● **TASK PROMPT**: Count how many lines in the items below contain the string "Target". Reply with that number alone.

+++ MATERIAL TO PROCESS

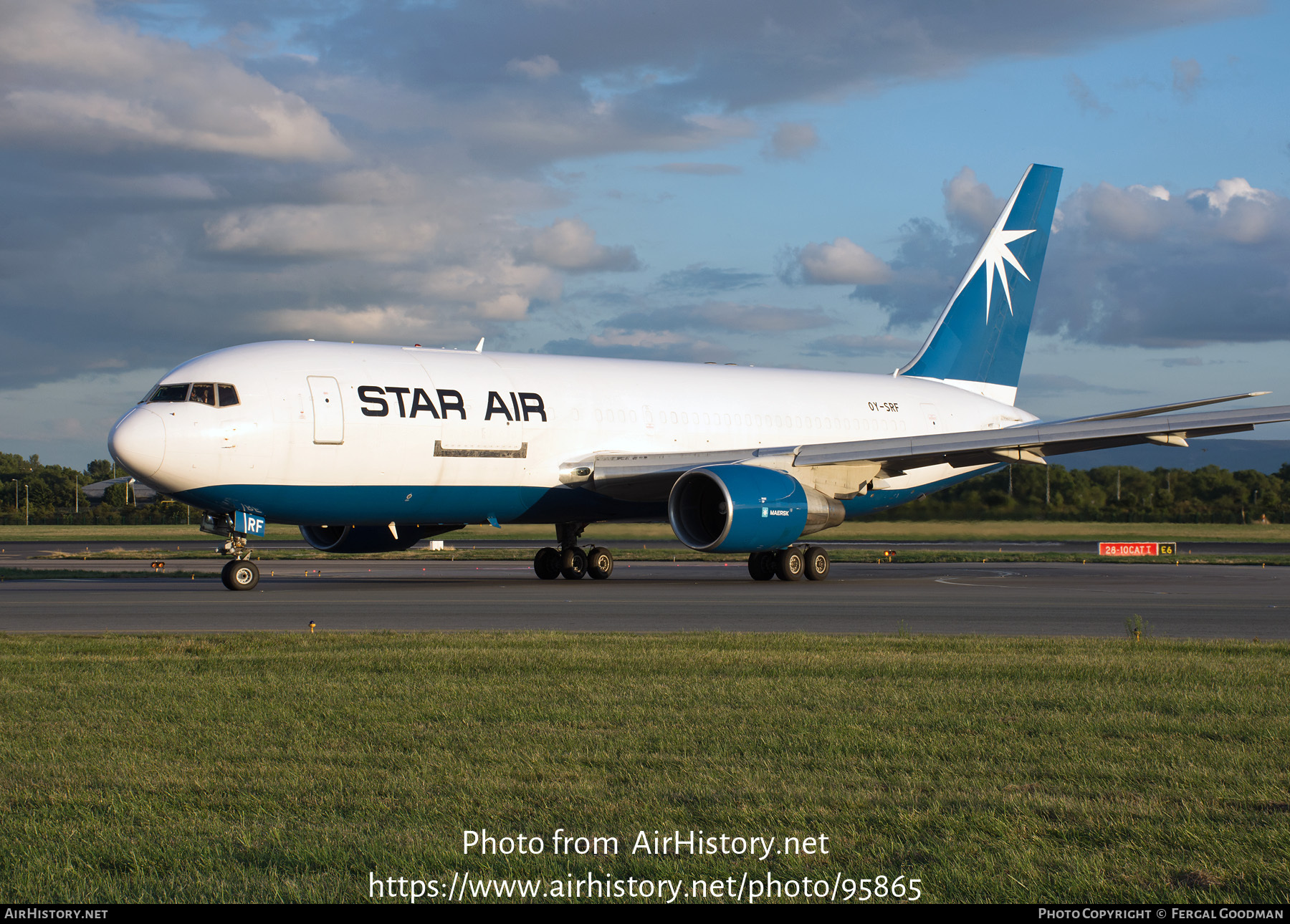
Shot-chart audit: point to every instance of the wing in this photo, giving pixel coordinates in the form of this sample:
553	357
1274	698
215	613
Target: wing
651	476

++++++
+++ MATERIAL TO PROCESS

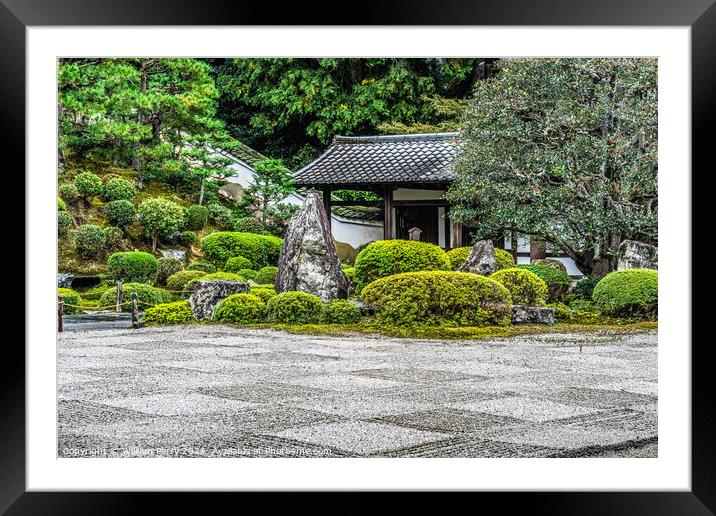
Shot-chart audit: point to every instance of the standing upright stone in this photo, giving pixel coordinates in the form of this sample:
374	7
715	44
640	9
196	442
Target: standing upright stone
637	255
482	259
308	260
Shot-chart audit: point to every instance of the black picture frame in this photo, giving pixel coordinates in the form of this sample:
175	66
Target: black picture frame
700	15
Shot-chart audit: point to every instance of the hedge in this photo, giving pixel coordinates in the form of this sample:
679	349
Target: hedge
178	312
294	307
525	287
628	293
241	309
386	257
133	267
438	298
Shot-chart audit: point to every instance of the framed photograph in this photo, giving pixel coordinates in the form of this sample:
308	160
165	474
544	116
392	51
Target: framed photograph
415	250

++++++

● **THE REPLY**: 5